WHAT YOU WILL DO:
Pick out and copy every line of the material below that contains the string "water". Case is significant.
## BEGIN
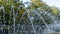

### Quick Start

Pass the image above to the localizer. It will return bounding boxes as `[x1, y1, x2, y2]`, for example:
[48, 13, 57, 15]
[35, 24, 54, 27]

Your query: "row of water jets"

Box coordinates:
[0, 5, 60, 34]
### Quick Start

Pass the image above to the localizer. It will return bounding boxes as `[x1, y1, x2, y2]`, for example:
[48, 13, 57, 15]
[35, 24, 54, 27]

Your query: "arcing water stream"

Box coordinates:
[0, 6, 60, 34]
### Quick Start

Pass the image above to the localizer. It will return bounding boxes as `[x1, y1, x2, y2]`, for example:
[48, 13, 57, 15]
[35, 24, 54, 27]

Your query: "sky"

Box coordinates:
[20, 0, 60, 8]
[43, 0, 60, 8]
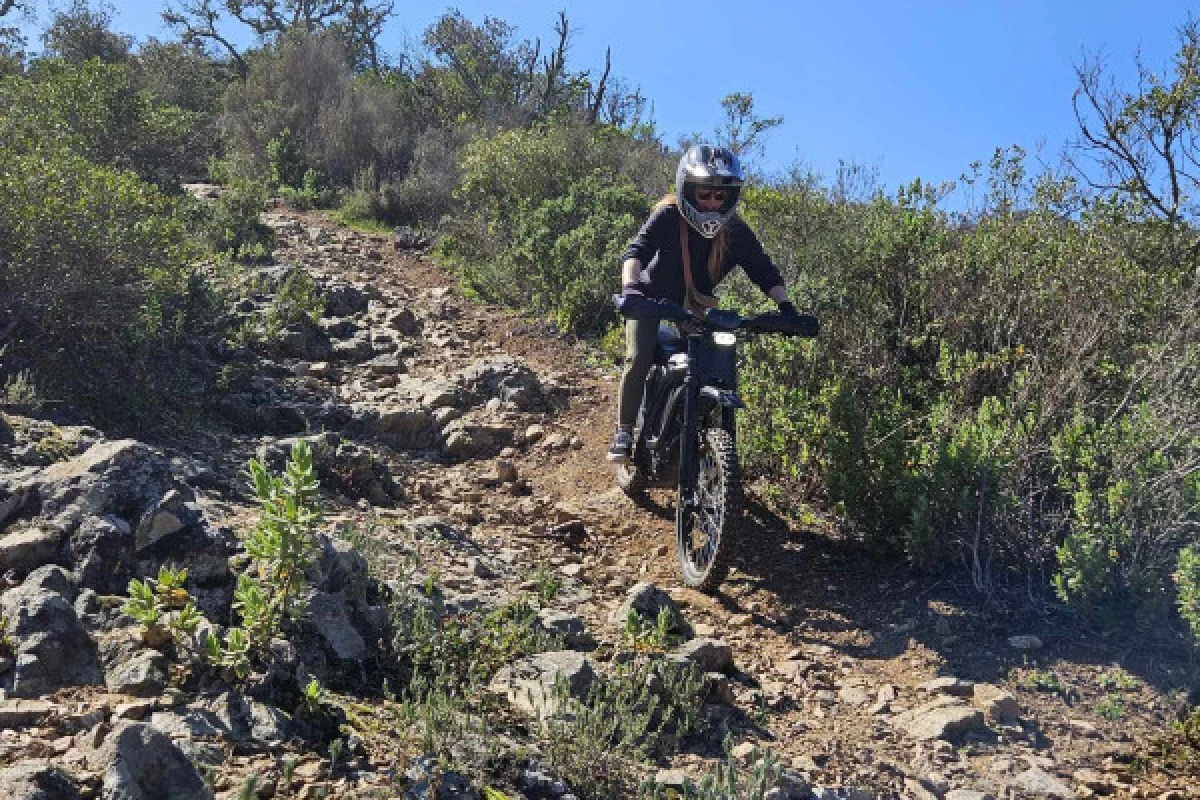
## END
COMPLETE RESPONSE:
Your query: "row of water jets"
Your query: "arcing water stream"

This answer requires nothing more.